Description

This annotation shows regions detected as putative copy number polymorphisms (CNP) and sites of detected intermediate-sized structural variation (ISV). The CNPs and ISVs were determined by various methods, displayed in individual subtracks within the annotation:

Display Conventions and Configuration

CNP and ISV regions are indicated by solid blocks that are color-coded to indicated the type of variation detected:

Sharp subtrack

On the details pages for elements in this subtrack, the table shows value/threshold data for each individual in the population. "Value" is defined as the log2 ratio of fluorescence intensity of test versus reference DNA. "Threshold" is defined as 2 standard deviations from the mean log2 ratio of all autosomal clones per hybridization. The "Disease Percent" value reflects the percent of the BAC that lies within a "rearrangement hotspot", as defined in Sharp et al. (2005) (the rationale used to choose BACs for the array construction). A rearrangement hotspot is defined by the presence of flanking intrachromosomal duplications >10 kb in length with >95% similarity and separated by 50 kb - 10 Mb of intervening sequence.

→ What needs to be done: Copy out the part of the copy number variation track description from "On the details" up to and including "of intervening sequence.". The data that comes next plays no part in this.

→ Data excerpts:
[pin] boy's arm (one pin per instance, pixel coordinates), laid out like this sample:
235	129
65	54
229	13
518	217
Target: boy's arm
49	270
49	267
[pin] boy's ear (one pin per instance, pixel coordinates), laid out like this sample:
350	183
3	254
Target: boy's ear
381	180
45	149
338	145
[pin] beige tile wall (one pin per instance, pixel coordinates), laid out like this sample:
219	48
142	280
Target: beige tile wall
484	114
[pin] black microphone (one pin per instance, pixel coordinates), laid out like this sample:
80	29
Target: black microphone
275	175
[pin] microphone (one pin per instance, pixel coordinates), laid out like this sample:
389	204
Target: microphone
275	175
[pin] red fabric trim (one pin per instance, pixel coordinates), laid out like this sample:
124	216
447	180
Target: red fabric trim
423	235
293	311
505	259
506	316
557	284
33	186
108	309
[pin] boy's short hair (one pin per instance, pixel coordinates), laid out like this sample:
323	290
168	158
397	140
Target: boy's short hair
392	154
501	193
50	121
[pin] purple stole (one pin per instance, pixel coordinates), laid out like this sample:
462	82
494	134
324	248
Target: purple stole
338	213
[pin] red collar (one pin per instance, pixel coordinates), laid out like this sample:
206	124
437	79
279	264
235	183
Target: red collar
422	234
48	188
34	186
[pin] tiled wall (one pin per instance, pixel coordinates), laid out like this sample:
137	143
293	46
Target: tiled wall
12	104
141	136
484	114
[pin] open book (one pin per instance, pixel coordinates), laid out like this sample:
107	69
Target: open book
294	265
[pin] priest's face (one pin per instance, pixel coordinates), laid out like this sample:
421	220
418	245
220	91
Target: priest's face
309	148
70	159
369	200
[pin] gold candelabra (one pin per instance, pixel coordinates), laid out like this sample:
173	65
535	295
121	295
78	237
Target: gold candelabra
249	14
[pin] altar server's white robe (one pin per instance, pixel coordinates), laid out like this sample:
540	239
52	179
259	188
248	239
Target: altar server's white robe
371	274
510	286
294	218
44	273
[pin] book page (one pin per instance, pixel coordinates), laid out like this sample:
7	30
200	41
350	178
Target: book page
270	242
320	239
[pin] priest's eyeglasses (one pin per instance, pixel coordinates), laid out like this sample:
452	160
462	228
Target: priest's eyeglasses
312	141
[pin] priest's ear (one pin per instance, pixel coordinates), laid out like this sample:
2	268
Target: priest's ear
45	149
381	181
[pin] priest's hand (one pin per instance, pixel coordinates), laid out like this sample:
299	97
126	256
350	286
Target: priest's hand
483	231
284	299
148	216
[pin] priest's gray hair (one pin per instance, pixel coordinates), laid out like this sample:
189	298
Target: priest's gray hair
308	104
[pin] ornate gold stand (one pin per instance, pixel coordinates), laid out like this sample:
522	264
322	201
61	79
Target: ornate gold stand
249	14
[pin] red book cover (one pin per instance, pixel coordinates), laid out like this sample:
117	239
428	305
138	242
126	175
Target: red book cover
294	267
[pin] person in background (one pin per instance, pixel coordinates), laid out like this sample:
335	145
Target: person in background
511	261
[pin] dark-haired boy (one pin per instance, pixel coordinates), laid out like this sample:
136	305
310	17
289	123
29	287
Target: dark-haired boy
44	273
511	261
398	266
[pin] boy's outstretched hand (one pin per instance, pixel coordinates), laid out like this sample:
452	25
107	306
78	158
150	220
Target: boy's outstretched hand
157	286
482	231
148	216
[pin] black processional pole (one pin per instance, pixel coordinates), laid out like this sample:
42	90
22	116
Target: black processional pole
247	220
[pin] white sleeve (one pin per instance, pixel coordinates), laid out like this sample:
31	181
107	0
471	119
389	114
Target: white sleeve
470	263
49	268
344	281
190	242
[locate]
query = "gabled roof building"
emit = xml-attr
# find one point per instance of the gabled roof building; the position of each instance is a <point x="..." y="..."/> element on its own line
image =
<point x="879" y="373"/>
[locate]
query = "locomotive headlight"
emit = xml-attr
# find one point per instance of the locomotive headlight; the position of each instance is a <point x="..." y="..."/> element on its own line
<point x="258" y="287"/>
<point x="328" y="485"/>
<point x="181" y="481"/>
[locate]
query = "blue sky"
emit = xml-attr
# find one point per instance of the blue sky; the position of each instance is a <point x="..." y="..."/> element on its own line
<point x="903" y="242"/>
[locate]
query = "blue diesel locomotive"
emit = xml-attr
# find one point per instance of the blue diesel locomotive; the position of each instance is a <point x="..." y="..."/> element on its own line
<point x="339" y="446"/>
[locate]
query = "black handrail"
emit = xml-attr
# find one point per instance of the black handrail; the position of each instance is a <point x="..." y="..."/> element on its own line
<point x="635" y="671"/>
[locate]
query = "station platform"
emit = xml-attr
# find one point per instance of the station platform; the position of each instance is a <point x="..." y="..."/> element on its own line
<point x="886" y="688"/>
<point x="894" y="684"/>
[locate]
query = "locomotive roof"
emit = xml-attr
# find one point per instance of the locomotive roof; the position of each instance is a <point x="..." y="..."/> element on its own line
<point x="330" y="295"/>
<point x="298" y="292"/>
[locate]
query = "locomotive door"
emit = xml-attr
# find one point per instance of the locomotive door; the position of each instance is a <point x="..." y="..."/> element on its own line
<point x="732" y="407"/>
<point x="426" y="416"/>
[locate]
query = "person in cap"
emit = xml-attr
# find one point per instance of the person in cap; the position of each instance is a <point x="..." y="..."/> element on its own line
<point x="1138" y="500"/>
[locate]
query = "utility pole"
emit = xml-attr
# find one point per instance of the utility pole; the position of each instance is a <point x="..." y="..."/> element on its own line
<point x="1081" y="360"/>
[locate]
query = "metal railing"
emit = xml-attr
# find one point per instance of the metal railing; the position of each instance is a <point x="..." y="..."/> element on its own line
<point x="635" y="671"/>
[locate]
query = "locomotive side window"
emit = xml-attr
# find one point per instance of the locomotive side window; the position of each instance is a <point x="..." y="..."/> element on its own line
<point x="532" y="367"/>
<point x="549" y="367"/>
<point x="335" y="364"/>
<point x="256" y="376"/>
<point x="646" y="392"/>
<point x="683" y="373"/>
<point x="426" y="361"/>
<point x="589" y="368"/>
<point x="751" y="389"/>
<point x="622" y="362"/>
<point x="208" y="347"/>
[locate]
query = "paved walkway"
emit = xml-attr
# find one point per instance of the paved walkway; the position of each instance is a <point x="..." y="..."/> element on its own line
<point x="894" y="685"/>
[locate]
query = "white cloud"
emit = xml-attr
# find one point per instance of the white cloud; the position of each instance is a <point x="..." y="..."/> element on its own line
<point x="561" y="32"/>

→ Output:
On the details pages for elements in this subtrack, the table shows value/threshold data for each individual in the population. "Value" is defined as the log2 ratio of fluorescence intensity of test versus reference DNA. "Threshold" is defined as 2 standard deviations from the mean log2 ratio of all autosomal clones per hybridization. The "Disease Percent" value reflects the percent of the BAC that lies within a "rearrangement hotspot", as defined in Sharp et al. (2005) (the rationale used to choose BACs for the array construction). A rearrangement hotspot is defined by the presence of flanking intrachromosomal duplications >10 kb in length with >95% similarity and separated by 50 kb - 10 Mb of intervening sequence.